Nos 30 dias que esta jornalista
acompanhou o elenco, dirigido
por Gabriel Villela e que está em
cartaz com o espetáculo a partir
de hoje, foram pelo menos três
horas diárias de elaboração do
corpo grego do ator (Ricardo Rizzo é autor da coreografia), além
de jornadas ainda maiores de canto, percussão e treino do texto.
O resultado são passos geométricos que seguem o ritmo monotemático, de timbre grave, de nove tambores e apenas um violão.
Esses instrumentos põem em relevo as 18 vozes dos atores interpretando os versos e as composições da peça.
A interpretação calculada substitui a perfeição técnica de um
concerto musical erudito aproveitando as outras habilidades dos
atores, mas sem deixar de tomar
distância do estilo vulgar da MPB.
"Em "Flor da Idade", as mulheres
seguem o popular, e os homens
tomam distância, fazendo um
contraste entre o [coro" feminino
e o masculino" (observou Babaya), para representar o embate de
gêneros da trama grega.
Para Fernando Muzzi, co-autor
da trilha sonora junto com Babaya (Maria Amália Moraes) e Ernani Maletta, o ritmo, "marcado como os passos dos soldados, imita
a característica repetitiva da coreografia".
------------------------
- _Requisito_
Por favor, transcreva sem alterações o trecho do texto sobre os ensaios da peça, começando em "O resultado são" e terminando em "vulgar da MPB.".

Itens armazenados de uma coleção
------------------------
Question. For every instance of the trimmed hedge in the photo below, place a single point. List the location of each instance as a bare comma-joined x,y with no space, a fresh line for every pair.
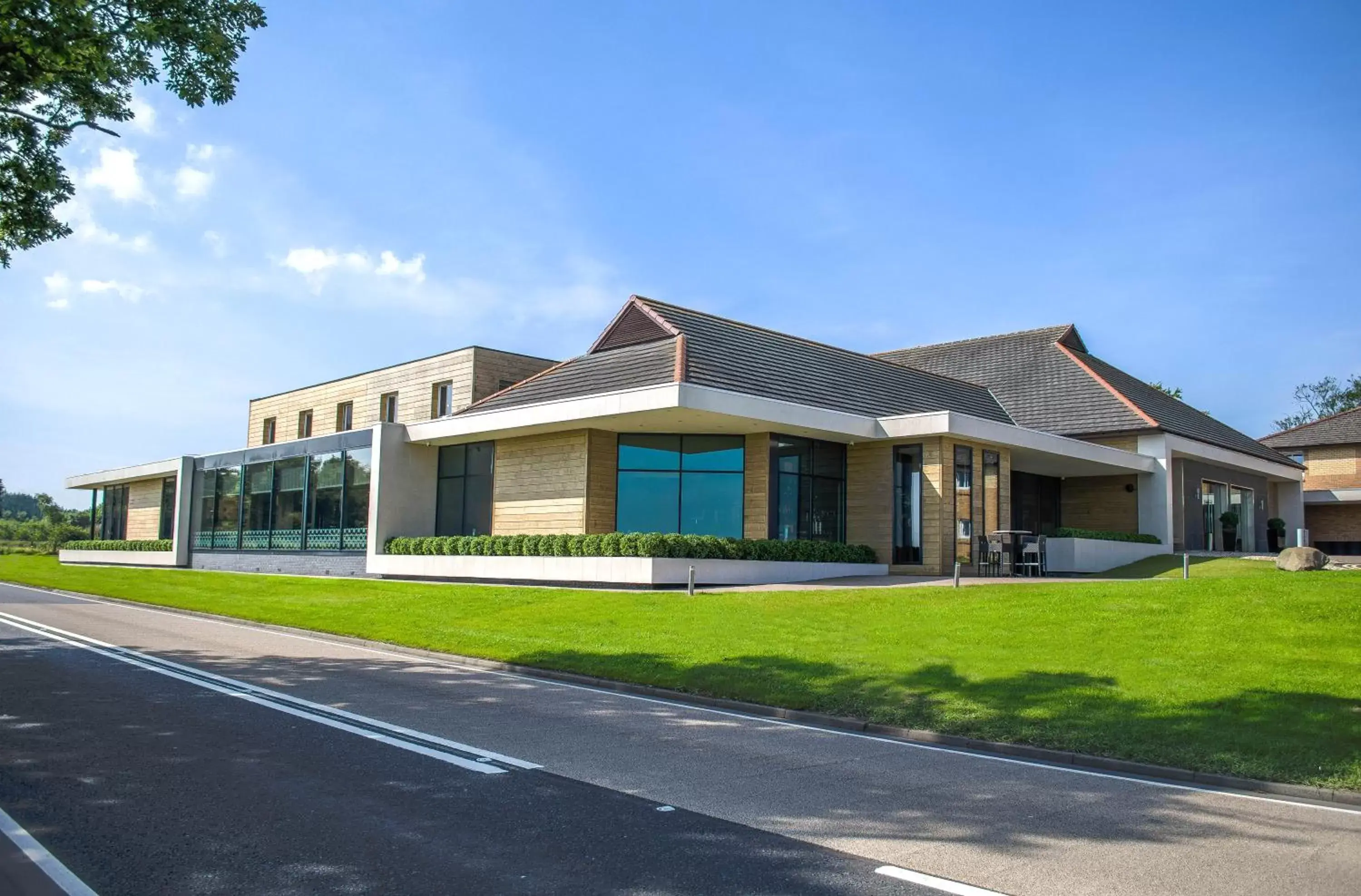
1102,535
617,544
120,544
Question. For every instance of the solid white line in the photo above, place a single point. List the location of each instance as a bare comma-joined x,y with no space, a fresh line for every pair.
676,705
47,862
934,883
260,698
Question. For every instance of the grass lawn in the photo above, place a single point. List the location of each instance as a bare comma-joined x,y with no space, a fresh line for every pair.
1242,671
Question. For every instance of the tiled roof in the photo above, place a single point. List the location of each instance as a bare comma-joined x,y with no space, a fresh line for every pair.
1338,429
1038,384
735,357
1047,380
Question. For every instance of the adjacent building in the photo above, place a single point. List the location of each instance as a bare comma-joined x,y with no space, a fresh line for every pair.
1330,450
678,421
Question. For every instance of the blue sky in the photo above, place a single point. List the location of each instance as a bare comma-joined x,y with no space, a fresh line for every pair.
1180,180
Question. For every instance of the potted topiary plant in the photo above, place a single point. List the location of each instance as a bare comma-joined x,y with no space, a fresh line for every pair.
1276,535
1229,520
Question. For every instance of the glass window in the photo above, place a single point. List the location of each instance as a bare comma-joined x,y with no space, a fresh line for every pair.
463,497
290,477
168,498
258,507
326,483
907,503
356,535
228,520
809,490
964,503
681,483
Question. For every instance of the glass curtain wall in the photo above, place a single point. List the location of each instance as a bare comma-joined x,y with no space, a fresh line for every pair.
907,503
809,490
463,497
690,484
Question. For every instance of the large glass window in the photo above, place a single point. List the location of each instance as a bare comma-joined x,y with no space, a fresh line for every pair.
809,488
907,503
290,479
681,483
964,503
463,501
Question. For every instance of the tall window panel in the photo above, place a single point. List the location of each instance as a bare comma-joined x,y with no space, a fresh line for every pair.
357,471
690,484
258,506
907,503
964,503
290,498
463,501
809,488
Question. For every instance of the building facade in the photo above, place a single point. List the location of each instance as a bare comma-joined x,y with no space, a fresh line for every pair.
677,421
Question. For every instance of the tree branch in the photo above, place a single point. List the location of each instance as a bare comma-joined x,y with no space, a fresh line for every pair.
56,126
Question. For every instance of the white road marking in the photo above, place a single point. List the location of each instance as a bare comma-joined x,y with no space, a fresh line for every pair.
934,883
275,701
676,705
47,862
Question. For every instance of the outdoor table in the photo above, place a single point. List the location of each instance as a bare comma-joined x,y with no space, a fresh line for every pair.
1012,539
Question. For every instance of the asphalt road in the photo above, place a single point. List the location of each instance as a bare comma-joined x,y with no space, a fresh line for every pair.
145,784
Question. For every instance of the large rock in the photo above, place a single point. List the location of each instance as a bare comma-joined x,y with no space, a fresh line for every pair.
1302,559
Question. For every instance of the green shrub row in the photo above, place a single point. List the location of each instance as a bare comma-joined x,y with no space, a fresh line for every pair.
1103,535
120,544
617,544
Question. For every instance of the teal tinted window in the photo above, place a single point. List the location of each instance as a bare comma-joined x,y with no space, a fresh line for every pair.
690,484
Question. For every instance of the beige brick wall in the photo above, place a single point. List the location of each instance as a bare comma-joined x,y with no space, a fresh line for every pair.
602,480
1100,502
475,373
145,510
1333,467
756,486
541,484
1333,522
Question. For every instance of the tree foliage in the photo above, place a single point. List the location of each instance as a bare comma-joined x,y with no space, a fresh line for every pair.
70,64
1322,399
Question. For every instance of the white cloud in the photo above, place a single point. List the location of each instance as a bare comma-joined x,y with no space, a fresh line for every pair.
143,116
192,181
390,264
117,173
124,290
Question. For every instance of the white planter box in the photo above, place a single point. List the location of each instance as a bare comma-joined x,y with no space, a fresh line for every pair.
613,570
119,558
1092,555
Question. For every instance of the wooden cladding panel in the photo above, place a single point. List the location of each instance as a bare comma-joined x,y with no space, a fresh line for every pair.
1100,502
602,480
756,491
143,510
541,484
413,384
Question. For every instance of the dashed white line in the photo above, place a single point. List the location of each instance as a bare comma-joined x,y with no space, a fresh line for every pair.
47,862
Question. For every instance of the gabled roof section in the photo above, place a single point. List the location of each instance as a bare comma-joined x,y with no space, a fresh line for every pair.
1039,384
1047,380
652,343
1338,429
735,357
635,324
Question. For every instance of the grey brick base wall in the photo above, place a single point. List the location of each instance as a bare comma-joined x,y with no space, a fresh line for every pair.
289,563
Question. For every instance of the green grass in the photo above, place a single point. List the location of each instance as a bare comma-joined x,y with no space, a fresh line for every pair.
1242,671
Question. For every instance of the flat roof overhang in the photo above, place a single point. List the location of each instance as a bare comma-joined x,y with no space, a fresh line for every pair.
689,409
122,475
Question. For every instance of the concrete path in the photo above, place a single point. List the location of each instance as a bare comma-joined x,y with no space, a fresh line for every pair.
995,823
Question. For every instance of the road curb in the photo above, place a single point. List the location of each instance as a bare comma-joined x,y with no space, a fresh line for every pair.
1144,771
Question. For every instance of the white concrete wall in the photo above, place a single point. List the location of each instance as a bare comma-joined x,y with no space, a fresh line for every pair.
------------------------
- _Resultado da tarefa_
O resultado são passos geométricos que seguem o ritmo monotemático, de timbre grave, de nove tambores e apenas um violão.
Esses instrumentos põem em relevo as 18 vozes dos atores interpretando os versos e as composições da peça.
A interpretação calculada substitui a perfeição técnica de um
concerto musical erudito aproveitando as outras habilidades dos
atores, mas sem deixar de tomar
distância do estilo vulgar da MPB.